Items listed in a dataset
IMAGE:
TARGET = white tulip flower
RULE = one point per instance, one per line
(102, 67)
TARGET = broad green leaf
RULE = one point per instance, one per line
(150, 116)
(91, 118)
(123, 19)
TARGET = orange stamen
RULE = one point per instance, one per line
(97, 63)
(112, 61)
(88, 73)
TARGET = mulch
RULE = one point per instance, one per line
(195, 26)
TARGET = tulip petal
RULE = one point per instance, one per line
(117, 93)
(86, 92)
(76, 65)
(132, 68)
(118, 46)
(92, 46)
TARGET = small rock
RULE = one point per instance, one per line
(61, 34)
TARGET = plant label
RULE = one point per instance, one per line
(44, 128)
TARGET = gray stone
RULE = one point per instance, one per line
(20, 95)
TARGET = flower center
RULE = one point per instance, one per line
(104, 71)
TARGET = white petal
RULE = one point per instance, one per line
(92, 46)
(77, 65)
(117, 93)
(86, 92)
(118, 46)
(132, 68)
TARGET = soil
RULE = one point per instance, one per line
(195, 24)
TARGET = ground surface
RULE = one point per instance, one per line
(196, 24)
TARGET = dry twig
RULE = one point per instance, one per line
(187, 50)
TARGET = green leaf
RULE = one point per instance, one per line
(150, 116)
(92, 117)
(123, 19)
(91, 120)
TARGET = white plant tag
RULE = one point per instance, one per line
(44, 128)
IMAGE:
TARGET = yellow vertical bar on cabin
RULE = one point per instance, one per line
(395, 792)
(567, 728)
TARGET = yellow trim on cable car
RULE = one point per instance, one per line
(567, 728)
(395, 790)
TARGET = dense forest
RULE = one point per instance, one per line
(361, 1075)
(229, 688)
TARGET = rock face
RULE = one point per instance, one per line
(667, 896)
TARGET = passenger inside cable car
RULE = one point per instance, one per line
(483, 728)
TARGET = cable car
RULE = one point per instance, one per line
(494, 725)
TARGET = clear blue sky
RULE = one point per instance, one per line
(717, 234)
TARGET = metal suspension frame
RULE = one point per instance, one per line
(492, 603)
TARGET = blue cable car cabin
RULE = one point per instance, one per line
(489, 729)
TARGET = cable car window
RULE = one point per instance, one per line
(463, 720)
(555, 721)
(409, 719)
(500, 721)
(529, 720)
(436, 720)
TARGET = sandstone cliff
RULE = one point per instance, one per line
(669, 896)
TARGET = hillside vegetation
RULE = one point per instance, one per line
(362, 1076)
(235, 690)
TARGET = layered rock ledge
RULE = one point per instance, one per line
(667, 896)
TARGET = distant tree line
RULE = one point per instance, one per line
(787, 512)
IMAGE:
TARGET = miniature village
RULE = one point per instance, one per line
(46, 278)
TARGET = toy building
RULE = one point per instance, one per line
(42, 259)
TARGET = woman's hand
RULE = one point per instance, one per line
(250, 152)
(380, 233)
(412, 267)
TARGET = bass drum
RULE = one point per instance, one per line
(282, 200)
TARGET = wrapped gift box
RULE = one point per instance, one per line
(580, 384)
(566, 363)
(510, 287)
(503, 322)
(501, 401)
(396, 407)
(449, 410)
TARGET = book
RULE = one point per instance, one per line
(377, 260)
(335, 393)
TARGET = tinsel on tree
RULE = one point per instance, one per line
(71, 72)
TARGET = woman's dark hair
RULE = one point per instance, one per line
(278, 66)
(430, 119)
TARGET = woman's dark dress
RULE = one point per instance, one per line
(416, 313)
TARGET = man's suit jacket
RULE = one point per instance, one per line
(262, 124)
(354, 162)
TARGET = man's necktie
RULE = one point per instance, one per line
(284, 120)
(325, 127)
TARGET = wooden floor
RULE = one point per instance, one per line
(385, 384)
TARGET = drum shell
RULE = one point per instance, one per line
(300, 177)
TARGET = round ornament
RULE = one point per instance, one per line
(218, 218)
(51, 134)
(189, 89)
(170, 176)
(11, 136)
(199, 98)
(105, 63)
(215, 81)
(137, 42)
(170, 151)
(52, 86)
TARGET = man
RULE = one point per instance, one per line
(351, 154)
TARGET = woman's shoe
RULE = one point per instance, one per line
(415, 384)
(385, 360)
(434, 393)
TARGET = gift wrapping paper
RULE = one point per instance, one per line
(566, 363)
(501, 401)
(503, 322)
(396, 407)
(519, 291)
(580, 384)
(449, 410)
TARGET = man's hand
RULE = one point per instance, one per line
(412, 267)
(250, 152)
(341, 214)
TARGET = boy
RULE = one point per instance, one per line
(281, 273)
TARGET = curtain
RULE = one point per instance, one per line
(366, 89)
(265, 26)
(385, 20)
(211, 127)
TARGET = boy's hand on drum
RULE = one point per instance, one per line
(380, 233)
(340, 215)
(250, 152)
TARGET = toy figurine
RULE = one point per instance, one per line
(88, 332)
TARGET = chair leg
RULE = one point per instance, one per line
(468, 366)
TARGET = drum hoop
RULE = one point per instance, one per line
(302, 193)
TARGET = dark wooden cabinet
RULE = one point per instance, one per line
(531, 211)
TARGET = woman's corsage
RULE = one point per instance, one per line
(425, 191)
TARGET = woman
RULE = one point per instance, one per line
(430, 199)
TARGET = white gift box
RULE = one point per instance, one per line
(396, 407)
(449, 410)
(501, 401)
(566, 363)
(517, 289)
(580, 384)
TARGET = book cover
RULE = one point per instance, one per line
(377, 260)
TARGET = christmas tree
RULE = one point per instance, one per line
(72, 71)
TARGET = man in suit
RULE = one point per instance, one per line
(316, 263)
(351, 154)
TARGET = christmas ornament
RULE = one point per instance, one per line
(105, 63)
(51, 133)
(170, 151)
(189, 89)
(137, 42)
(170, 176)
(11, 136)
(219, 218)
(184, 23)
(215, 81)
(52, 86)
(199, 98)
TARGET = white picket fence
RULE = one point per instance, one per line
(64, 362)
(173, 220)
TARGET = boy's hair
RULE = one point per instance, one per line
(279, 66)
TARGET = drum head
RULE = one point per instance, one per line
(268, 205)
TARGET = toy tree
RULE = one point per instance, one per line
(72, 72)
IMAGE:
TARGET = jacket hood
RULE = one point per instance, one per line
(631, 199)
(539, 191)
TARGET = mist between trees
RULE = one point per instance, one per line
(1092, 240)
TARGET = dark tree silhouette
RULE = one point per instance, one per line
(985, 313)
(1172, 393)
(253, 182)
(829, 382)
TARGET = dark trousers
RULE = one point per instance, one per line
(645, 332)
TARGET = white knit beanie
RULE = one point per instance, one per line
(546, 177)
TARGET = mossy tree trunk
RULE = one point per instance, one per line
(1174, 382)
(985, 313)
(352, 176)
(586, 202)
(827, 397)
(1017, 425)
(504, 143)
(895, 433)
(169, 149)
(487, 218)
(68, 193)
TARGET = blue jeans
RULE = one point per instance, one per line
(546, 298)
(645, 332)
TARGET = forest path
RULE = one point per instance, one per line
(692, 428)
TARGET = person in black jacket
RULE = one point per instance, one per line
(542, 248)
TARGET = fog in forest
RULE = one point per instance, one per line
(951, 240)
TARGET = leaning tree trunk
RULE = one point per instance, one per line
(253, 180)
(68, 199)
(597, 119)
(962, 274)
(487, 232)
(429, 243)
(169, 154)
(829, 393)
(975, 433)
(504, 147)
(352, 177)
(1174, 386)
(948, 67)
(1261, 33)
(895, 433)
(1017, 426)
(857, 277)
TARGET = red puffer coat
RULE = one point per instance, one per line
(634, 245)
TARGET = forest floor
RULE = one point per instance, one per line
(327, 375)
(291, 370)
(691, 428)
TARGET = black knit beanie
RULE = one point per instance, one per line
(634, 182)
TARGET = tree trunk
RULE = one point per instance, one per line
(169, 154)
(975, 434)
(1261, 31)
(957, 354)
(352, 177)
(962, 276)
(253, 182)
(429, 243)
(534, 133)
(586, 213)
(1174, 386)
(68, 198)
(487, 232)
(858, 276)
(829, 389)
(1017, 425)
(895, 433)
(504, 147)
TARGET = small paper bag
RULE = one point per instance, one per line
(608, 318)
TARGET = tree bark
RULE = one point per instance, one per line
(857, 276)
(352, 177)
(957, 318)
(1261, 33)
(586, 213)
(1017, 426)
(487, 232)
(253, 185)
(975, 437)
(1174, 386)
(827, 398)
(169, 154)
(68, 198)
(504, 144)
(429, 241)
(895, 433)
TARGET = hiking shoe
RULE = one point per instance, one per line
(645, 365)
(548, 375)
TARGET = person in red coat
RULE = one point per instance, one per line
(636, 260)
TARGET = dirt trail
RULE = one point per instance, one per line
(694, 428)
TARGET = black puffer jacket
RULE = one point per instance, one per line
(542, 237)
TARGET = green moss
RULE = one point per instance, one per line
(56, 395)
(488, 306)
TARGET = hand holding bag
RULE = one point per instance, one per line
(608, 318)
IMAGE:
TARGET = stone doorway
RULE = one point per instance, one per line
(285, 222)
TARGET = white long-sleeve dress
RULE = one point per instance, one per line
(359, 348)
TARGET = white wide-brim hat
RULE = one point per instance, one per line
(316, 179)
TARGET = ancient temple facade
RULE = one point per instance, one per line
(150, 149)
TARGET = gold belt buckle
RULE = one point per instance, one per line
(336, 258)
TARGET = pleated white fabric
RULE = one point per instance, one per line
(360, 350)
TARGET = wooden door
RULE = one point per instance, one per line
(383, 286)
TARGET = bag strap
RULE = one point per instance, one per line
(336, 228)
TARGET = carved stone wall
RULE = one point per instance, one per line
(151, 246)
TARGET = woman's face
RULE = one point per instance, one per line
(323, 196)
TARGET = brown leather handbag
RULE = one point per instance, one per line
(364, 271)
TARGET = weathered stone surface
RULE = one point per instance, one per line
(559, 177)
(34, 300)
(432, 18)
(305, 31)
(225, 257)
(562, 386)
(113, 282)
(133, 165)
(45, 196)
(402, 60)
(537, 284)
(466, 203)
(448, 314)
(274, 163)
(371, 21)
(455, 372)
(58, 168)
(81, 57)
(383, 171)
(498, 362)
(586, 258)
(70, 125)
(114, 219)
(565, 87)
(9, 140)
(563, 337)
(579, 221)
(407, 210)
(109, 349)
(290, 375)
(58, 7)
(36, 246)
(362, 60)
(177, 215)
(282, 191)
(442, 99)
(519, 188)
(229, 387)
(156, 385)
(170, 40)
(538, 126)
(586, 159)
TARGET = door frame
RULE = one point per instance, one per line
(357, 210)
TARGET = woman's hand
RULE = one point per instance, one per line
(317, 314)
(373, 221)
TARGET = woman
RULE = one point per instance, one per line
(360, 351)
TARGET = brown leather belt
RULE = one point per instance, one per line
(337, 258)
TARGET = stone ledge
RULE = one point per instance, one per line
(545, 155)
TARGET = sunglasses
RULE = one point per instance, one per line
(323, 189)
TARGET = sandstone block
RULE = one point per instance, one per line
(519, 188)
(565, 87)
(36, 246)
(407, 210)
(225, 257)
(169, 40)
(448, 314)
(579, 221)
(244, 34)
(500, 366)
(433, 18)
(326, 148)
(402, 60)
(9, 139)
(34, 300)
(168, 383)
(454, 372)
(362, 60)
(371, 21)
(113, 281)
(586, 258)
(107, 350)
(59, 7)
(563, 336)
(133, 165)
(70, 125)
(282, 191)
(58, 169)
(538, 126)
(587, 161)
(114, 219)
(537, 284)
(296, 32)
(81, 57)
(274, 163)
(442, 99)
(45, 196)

▶ _What the exercise asks_: Please state the number of lines in the data above that hold the word "paper", without any other text.

▶ _Answer to this exercise_: 2